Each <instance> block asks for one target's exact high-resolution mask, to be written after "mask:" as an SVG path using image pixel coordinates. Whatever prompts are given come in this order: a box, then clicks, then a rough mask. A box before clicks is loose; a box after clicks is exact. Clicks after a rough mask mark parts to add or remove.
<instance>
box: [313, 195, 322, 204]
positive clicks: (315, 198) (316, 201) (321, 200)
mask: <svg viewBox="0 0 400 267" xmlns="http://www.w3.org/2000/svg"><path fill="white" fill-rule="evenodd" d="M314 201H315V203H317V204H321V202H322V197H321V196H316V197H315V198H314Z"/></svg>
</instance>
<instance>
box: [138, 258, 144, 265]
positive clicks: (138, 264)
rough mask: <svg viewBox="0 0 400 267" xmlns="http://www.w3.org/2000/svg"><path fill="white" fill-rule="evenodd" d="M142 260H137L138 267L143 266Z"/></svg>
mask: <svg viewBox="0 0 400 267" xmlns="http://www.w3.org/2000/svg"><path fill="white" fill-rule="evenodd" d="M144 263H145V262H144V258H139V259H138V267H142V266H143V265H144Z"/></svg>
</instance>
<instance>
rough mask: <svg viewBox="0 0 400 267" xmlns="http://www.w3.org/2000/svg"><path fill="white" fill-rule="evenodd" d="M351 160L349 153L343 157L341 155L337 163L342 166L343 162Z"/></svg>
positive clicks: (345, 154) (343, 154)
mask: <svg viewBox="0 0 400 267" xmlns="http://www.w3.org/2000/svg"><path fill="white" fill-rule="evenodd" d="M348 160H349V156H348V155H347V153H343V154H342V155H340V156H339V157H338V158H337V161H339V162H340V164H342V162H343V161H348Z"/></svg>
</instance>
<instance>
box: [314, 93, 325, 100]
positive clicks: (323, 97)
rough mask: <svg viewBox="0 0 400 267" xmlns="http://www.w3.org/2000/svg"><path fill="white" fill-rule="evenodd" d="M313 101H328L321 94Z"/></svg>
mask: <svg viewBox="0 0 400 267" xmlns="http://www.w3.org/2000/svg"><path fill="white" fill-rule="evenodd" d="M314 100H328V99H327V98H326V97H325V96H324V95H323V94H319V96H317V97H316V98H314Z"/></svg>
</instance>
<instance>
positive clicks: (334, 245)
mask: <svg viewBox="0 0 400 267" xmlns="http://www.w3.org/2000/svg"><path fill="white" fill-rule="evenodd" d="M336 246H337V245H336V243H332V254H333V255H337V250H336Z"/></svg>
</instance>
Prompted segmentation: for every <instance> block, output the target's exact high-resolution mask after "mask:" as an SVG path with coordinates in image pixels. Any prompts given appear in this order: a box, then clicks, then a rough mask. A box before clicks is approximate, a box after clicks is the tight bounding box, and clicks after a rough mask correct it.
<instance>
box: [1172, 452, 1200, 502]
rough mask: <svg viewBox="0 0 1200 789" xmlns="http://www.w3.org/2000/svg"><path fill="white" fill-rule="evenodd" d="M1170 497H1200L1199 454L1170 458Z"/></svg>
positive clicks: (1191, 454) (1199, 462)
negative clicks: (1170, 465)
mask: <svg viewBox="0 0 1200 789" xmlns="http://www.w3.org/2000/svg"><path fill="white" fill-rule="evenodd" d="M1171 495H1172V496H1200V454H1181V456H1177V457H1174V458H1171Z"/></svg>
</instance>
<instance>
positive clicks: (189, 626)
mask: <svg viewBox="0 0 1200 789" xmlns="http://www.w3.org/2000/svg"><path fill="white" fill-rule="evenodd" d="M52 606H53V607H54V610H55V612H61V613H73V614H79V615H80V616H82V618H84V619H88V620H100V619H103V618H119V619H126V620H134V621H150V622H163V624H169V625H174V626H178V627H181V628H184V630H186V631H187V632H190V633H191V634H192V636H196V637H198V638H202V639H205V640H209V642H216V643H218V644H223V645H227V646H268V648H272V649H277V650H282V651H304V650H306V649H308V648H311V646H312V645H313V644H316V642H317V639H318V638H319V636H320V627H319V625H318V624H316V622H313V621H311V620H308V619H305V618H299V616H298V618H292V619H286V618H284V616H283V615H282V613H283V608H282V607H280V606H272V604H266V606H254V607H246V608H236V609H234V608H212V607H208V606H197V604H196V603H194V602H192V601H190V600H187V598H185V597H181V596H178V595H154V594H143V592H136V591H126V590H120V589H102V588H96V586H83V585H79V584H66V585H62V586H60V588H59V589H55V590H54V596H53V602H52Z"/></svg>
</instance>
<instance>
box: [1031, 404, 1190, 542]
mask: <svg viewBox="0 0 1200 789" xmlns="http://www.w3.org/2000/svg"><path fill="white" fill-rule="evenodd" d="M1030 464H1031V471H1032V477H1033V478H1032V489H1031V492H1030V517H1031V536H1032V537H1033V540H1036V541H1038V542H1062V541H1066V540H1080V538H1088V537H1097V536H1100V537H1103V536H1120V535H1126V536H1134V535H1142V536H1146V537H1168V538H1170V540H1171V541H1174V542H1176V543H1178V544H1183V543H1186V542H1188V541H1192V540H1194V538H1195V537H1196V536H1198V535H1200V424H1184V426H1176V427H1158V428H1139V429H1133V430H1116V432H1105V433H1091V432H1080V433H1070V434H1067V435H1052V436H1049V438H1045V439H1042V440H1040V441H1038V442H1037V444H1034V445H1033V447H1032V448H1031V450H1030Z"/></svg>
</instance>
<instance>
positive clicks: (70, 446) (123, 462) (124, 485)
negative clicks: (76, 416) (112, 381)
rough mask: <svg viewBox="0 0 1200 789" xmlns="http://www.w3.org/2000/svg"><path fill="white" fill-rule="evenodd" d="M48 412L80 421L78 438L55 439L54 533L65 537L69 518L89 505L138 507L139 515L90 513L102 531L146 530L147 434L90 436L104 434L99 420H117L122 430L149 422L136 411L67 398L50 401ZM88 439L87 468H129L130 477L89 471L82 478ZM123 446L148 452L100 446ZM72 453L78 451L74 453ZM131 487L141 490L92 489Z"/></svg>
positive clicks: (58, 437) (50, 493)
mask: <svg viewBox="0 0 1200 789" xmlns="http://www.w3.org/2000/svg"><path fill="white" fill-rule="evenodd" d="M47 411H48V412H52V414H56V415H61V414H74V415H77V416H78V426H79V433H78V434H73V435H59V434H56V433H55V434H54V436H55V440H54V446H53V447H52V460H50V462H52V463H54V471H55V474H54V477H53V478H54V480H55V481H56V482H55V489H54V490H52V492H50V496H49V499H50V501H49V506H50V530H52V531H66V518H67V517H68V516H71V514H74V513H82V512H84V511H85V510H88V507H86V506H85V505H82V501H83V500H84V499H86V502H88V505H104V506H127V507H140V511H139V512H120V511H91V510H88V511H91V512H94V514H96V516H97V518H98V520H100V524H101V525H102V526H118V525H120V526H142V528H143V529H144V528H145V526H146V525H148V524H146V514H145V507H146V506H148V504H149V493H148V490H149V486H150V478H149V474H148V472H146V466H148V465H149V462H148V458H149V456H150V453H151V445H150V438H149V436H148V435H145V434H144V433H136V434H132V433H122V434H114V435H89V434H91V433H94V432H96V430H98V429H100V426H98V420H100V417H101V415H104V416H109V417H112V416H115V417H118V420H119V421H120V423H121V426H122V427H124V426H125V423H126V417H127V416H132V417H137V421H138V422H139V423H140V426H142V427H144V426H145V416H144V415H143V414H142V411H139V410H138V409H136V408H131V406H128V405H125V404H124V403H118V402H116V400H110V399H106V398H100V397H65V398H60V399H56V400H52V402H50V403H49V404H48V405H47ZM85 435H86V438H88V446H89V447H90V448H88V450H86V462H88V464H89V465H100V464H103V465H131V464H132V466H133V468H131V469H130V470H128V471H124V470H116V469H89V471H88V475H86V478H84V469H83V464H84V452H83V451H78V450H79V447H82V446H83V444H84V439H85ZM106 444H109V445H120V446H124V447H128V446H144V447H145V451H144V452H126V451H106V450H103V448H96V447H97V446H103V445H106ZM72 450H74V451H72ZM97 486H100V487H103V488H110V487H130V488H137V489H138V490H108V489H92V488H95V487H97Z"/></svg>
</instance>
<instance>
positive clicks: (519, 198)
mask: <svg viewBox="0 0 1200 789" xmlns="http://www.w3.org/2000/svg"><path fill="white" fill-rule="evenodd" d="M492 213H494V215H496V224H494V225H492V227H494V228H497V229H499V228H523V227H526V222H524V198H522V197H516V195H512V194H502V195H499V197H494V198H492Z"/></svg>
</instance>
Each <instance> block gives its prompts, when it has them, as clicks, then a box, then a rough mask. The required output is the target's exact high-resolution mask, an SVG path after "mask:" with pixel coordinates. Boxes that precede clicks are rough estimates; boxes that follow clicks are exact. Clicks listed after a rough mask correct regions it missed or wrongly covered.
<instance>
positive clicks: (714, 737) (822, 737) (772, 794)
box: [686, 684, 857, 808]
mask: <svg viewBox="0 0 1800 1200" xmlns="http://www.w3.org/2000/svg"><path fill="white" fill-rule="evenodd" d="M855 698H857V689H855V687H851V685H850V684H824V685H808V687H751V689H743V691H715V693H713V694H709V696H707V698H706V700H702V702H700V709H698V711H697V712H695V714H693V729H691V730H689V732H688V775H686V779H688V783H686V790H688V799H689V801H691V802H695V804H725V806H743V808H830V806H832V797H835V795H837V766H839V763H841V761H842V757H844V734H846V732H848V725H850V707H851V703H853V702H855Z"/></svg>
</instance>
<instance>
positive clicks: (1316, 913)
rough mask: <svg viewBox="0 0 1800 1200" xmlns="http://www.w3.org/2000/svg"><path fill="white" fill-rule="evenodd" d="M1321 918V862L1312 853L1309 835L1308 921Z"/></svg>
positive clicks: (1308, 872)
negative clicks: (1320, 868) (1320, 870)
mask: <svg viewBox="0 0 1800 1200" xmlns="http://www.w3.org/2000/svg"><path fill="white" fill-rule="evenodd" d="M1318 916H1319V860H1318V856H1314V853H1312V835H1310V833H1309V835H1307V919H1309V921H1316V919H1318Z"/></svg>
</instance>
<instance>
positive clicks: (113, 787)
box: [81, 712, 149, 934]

# # # # # # #

What to produce → Repeat word for word the lines above that run from the line containing "positive clicks: (345, 154) (343, 154)" through the line containing "positive clicks: (323, 97)", both ends included, and nothing else.

Response to the task →
positive clicks: (345, 154) (343, 154)
mask: <svg viewBox="0 0 400 267" xmlns="http://www.w3.org/2000/svg"><path fill="white" fill-rule="evenodd" d="M348 160H349V156H348V155H347V153H343V154H342V155H340V156H339V157H338V158H337V161H339V162H340V164H342V162H343V161H348Z"/></svg>
</instance>
<instance>
box: [314, 93, 325, 100]
positive clicks: (323, 97)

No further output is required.